--- Entries provided Enclosed Below ---

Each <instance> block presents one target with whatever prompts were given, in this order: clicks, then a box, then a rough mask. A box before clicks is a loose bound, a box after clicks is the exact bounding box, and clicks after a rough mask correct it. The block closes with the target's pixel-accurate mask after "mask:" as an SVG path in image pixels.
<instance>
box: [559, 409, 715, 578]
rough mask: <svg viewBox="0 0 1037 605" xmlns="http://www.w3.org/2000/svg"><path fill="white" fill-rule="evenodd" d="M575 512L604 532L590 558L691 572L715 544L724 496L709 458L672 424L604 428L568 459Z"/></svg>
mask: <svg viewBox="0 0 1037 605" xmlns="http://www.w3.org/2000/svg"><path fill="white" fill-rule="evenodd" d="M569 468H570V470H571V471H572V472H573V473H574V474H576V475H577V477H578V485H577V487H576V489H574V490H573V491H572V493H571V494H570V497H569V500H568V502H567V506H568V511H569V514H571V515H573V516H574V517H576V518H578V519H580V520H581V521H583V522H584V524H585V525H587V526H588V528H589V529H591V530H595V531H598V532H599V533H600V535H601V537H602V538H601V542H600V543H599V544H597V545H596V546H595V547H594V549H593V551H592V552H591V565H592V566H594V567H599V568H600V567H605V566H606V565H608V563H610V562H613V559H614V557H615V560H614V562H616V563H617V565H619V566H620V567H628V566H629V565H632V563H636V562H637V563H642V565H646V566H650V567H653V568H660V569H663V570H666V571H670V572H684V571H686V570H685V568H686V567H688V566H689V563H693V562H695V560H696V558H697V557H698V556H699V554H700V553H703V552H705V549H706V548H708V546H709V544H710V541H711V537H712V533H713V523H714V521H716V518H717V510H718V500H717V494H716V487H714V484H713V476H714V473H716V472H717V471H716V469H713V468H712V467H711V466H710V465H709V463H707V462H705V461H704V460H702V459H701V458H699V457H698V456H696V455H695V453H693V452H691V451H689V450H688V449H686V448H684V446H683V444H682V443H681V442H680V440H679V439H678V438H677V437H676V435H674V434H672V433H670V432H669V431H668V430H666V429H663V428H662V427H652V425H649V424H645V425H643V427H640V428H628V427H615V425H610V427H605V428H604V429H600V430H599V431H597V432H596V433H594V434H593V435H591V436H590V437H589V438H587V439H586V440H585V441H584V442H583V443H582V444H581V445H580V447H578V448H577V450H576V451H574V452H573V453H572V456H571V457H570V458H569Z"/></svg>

--- End of Enclosed Entries provided ---
--- Entries provided Enclosed Below ---

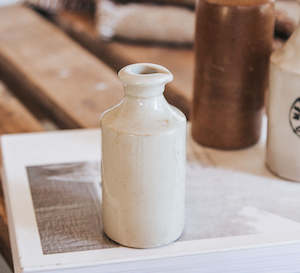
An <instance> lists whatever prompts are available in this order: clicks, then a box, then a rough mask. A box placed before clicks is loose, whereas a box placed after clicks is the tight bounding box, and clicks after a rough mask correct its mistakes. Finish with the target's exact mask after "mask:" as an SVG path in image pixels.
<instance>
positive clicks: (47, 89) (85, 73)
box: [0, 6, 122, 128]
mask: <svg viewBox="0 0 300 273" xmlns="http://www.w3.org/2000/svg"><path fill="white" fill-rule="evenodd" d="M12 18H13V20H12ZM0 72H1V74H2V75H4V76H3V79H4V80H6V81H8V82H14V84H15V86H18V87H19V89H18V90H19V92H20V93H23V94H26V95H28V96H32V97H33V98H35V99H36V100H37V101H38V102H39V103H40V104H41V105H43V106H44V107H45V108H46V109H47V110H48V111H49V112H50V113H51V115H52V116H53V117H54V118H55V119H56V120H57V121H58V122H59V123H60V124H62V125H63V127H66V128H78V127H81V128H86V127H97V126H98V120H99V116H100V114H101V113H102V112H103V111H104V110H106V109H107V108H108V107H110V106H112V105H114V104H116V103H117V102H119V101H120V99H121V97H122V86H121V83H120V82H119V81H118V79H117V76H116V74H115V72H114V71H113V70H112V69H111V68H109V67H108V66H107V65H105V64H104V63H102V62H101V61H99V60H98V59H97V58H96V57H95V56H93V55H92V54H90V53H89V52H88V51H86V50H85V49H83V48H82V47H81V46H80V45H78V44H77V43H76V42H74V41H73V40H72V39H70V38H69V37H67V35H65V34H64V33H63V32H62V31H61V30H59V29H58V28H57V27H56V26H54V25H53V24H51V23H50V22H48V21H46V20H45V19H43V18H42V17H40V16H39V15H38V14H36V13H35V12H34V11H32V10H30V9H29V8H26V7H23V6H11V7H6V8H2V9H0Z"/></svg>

--- End of Enclosed Entries provided ---
--- Entries provided Enclosed Below ---

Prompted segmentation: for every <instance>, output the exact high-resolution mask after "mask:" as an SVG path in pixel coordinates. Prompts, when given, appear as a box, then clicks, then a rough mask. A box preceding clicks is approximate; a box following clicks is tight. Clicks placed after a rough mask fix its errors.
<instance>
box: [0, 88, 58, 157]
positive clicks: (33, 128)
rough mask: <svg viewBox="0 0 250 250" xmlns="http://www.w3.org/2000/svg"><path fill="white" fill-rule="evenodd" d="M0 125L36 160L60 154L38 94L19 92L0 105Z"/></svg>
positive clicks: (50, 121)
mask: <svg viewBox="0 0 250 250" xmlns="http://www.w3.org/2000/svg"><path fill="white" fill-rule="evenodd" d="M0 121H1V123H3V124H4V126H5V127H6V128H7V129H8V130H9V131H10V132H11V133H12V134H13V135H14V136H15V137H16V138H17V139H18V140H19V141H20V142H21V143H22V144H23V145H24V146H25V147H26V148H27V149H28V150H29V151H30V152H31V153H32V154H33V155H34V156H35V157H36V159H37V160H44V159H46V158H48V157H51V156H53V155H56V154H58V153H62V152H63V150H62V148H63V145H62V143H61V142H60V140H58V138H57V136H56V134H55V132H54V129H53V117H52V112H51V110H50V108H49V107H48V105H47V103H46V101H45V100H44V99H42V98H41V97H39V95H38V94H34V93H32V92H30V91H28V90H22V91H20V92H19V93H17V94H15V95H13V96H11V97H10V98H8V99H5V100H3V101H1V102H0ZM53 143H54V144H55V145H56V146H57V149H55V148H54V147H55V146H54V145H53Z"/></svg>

--- End of Enclosed Entries provided ---

- Description of the task: Can you rewrite the listing lines starting with the line containing "An <instance> lists" and going on through the line containing "box: [0, 6, 122, 128]" as a Markdown table with the columns Row and Line, leaving out any blank lines?

- Written reply:
| Row | Line |
|---|---|
| 1 | An <instance> lists whatever prompts are available in this order: clicks, then a box, then a rough mask. A box placed before clicks is loose, whereas a box placed after clicks is the tight bounding box, and clicks after a rough mask correct its mistakes. Finish with the target's exact mask after "mask:" as an SVG path in image pixels. |
| 2 | <instance> |
| 3 | positive clicks: (47, 89) (85, 73) |
| 4 | box: [0, 6, 122, 128] |